Copy every line of the items below word for word, but leave the pictures out of your copy.

* **Image annotation data**
════════
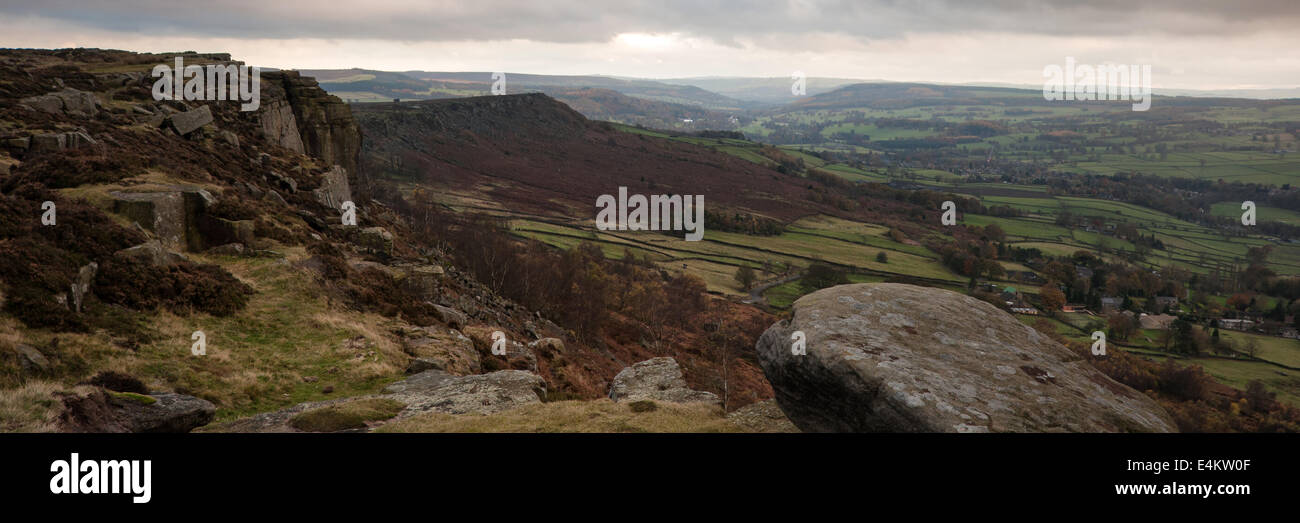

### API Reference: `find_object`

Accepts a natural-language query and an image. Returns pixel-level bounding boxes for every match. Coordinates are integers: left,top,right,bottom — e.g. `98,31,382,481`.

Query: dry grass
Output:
59,247,407,420
289,398,406,432
376,399,744,433
0,381,79,432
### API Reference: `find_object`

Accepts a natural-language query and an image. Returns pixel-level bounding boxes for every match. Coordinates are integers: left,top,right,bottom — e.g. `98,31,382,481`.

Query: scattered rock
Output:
384,371,546,419
433,303,469,329
463,325,538,372
199,216,256,248
22,87,99,116
109,186,215,252
312,165,352,209
402,327,482,376
610,356,722,406
758,284,1177,432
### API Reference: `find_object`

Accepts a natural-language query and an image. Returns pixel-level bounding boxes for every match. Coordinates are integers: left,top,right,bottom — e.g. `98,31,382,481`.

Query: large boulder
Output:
312,165,352,209
72,262,99,314
727,399,800,433
109,186,215,252
113,239,182,267
610,356,722,405
758,284,1177,432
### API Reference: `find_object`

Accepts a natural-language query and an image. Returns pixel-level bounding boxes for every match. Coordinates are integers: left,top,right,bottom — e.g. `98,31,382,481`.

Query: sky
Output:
0,0,1300,90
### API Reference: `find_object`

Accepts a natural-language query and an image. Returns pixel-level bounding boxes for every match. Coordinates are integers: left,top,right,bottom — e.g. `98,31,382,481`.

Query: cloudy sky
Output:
0,0,1300,88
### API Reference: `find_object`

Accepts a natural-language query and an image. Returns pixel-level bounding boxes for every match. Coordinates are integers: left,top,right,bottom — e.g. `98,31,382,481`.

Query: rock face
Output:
168,105,212,137
727,399,800,433
260,70,368,199
610,358,722,405
109,186,215,252
402,327,482,375
113,393,217,432
72,262,99,314
22,87,99,116
59,389,217,432
758,284,1177,432
312,165,352,209
384,371,546,419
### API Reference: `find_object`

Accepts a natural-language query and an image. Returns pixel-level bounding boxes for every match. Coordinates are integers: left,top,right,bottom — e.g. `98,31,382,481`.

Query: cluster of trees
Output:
930,224,1008,280
413,204,709,340
1034,319,1300,432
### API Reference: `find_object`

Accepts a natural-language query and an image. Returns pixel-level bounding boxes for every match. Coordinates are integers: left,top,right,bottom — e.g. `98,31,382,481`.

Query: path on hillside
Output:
744,272,803,304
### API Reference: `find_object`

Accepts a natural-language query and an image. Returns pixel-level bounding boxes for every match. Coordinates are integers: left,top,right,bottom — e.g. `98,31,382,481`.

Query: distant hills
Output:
302,69,1300,131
════════
* **Worked solution**
### API Reference: `find_object`

Accepts a natural-language query and an image. Returns pixel-level bounding boxes for every match. Coordinates are integers: left,top,right,bottom — e.g. `98,31,382,481`.

Query: dry grass
Output:
59,247,407,420
289,398,406,432
376,399,744,433
0,381,79,432
### API Reference: `find_object`

Accepts a natural-language query and an image. Returns pixel-level bounding boxes for every match. Coordinates are integers: left,top,right,bottom — e.g. `98,31,382,481`.

Query: scattered rock
Output:
384,371,546,419
433,303,469,329
463,325,538,372
199,216,256,248
22,87,99,116
109,186,215,252
312,165,352,209
402,327,482,376
610,356,722,406
758,284,1177,432
### API Reference: `find_object`

Accepts a natural-language query and an image. Returns pixel-level bounding boxes for every match. Coordinates are integers: left,top,right,bottom — e.g. `98,31,382,481`.

Query: large boulder
Output:
312,165,352,209
72,262,99,314
727,399,800,433
109,186,215,252
113,239,182,267
610,356,722,405
758,284,1177,432
### API Reference: `find_object`

Accepts a natural-language query and an image. Returns pixel-level bounding boxes for every match. Coordinates are integers: left,top,right,bottom — e.g. `98,31,382,481`.

Query: sky
Output:
0,0,1300,90
### API Reference: `find_object`

Accepts a natural-language query and an image. Returns pixel-level bounding boxes for every match. Coordinates are integers: left,top,right,bottom — e.g. `98,31,382,481`.

Query: cloudy sky
Output:
0,0,1300,88
### API Reference: `find_object`

Accepts a natural-language query and an image. Returns pixel-level bounding boxes for every match. Coordinates are integers: left,top,right,bottom — e.g. `98,31,382,481`.

Query: rock face
Output:
168,105,212,137
727,399,800,433
260,70,368,199
610,358,722,405
109,186,215,252
402,327,482,375
113,393,217,432
72,262,99,314
22,87,99,116
59,389,217,432
758,284,1177,432
312,165,352,209
384,371,546,419
### API Reference: `find_object`

Accepts a natural-language query and an image. Returns pixel-level bounding boxes for every match. Coordinates are integers: left,top,right,bottom — e.g. `98,31,382,481`.

Query: cluster of trees
Output:
930,224,1008,280
413,204,709,340
1034,319,1300,432
### API Reference: `find_object`

Accepts a natural-language query and an image. Returns pixel-level bounding boxes for every match. Coordinates are integers: left,top,right,bottom — e.g. `98,31,382,481`.

Query: path on hillside
Output:
744,272,803,304
### API Reference: `find_object`

Accepts a natural-language query and an image. Returns pixel-level bounding boxes for every match. Coordinates are integers: left,top,right,bottom — e.g. `98,31,382,481`.

Query: distant hills
Output:
302,69,1300,131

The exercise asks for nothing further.